What you need to do: The answer must be every line of the records below that contains the word "Indicate", copied out.

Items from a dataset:

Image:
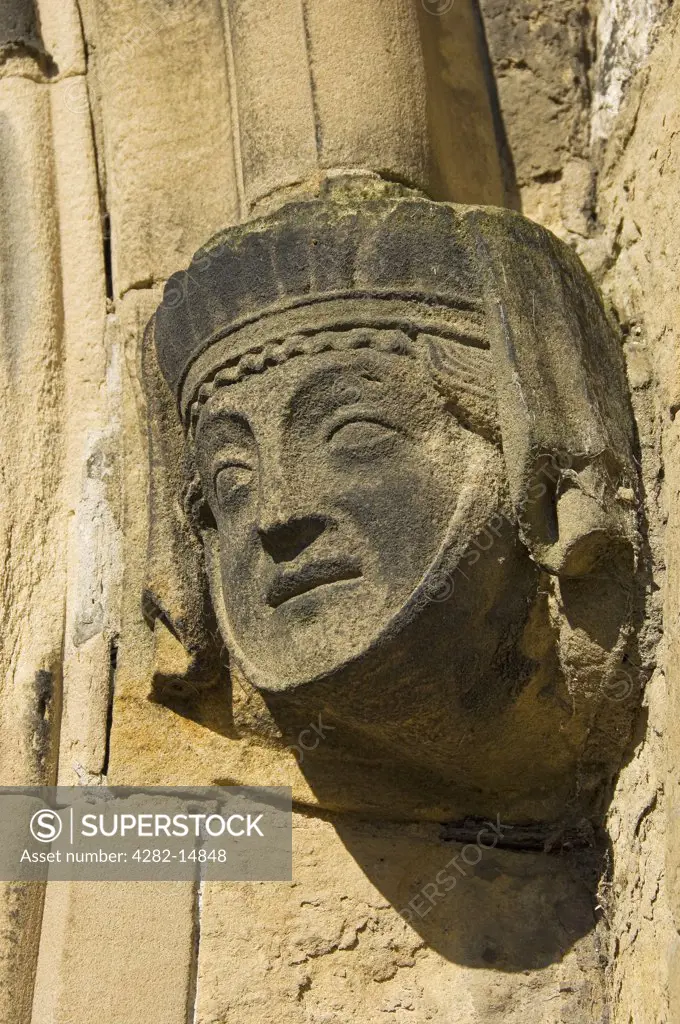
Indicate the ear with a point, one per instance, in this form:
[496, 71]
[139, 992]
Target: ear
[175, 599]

...

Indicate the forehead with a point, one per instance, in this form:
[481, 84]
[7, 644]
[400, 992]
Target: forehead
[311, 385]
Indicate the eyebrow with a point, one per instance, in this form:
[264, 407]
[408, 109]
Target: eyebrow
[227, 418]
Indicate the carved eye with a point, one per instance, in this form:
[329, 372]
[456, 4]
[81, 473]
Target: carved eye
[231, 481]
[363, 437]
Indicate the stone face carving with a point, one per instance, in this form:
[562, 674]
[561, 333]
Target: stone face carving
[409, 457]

Answer for this exercise:
Indicate the ear with a point, one per instance, in this form:
Indicate the forehead with a point, one per instance, in this form:
Indicate the eyebrow with a point, one per instance, in this form:
Indicate the carved eye with a point, one per instance, in this form:
Indicate the stone face carving with a point, one per instance, in this form:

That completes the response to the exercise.